• [Task requirements]:
1 > Please answer these questions about the passage on the Momental:
(a) Between which two terms is the hybrid term the Momental said to stand?
(b) Into what does the grandiose monument freeze an event?
(c) Where does the passage place the moment of catching a stranger's eye?
2 > Print the section of the passage on the Momental from "The inherent tension" up to and including "daze of routine.".

• [Extract to read]:
+ + +
“ Through all
the changes ‘something’ remains – that something is the moment…no
sociological or historical determination can adequately define this
temporality…its wish is to reinstate discontinuity, grasping it in the very
fabric of the lived.1”
The Momental is a neologism, which was coined when going about the
arduous task of preparing a personal statement of artistic work. The hybrid
term (between the Moment and the Monumental) came about when describing an
interface between a highly subjectivized temporal interval (the moment) and
its’ subsequent perception as a phenomenological, albeit fleeting, ‘monument’
of sorts. When one experiences a Moment, time is stalled, alluding to the
variability of time itself, shifting our mundane experience of mechanical
time into a an unmeasurable realm, where duration itself is malleable.
The grandiose monument, which freezes an event into a legible form for
collective gaze, fails to resonate with our daily situations. Our everyday
experiences, on the other hand, refuse a universal and enduring expression,
residing rather in the fluctuating imbroglio of anonymous and co-present temporalities.
The inherent tension between the everyday and the monument is echoed in the
paradox of the moment itself – of standing out from the continuum of duration
and wanting to endure, yet it cannot – of disappearing, yet making itself
felt. This extended present of a moment ruptures linear clock-time, and can
be seen as a personalized revolution2
against the colonization of the everyday , jarring us out of the homogenizing
daze of routine.
The percolation of duration by moments, maps out a terrain of emergent
possibility against the rather muddled ambiguity of everyday triviality. The
grey arena of the banal obscures it from concentrated study, remaining at a
distance, estranged due to its familiarity. How can this mundane terrain be
re-negotiated in order to subvert our liberal, individualistic neutrality?
How can a politics of distraction, or the glance co-exist alongside the gaze
of the monumental or catastrophic? Where are the monuments for those fleeting
fragments of time when you catch a strangers’ eye in the underground and
share a silent, yet intimate mutual understanding?
+ + +
• [Dataset excerpts]:
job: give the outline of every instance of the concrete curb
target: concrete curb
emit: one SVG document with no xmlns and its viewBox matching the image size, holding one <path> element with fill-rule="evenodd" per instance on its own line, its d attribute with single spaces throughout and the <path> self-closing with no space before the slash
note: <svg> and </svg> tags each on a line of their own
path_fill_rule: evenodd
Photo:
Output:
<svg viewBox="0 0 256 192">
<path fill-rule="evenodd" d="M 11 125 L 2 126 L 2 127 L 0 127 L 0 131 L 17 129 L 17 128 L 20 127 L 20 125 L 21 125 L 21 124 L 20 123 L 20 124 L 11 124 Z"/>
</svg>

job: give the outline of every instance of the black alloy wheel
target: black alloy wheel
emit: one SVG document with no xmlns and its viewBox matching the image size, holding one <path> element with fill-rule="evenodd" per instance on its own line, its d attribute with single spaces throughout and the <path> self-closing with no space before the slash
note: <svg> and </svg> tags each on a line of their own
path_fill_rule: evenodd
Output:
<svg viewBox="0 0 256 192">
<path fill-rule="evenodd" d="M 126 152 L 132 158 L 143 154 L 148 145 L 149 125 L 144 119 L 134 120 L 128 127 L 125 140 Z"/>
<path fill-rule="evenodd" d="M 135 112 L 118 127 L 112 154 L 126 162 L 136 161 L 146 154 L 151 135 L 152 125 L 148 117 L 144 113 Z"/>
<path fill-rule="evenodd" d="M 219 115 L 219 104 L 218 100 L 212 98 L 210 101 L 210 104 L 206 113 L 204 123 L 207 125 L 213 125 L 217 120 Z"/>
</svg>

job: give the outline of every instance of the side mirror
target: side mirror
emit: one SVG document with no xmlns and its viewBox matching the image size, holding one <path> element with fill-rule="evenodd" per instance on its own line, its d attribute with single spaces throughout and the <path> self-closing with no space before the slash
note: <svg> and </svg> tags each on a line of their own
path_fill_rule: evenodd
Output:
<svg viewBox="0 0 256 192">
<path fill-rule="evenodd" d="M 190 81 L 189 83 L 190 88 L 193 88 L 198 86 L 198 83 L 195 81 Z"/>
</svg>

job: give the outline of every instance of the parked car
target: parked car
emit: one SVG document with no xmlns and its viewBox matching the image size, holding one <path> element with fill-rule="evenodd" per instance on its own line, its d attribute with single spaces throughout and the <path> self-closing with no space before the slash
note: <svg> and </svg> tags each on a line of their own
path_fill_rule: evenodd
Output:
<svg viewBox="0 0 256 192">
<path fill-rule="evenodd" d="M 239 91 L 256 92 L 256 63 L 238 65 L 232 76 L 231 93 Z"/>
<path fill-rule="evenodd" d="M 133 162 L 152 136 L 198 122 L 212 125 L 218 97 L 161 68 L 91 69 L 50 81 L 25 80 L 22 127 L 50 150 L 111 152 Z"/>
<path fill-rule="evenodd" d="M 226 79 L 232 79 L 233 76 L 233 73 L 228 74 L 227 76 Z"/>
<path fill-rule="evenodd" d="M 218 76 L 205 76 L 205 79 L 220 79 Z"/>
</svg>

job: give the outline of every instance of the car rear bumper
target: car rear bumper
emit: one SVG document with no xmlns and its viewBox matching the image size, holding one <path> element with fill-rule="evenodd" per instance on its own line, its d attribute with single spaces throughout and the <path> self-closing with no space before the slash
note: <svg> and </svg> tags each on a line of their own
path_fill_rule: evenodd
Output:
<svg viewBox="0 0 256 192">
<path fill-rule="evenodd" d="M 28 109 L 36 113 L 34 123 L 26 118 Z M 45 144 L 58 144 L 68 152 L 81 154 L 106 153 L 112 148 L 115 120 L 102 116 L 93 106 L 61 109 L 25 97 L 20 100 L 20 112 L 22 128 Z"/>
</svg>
+ + +
• [Full solutions]:
1 >
(a) The Moment and the Monumental
(b) A legible form for collective gaze
(c) In the underground

2 >
The inherent tension between the everyday and the monument is echoed in the
paradox of the moment itself – of standing out from the continuum of duration
and wanting to endure, yet it cannot – of disappearing, yet making itself
felt. This extended present of a moment ruptures linear clock-time, and can
be seen as a personalized revolution2
against the colonization of the everyday , jarring us out of the homogenizing
daze of routine.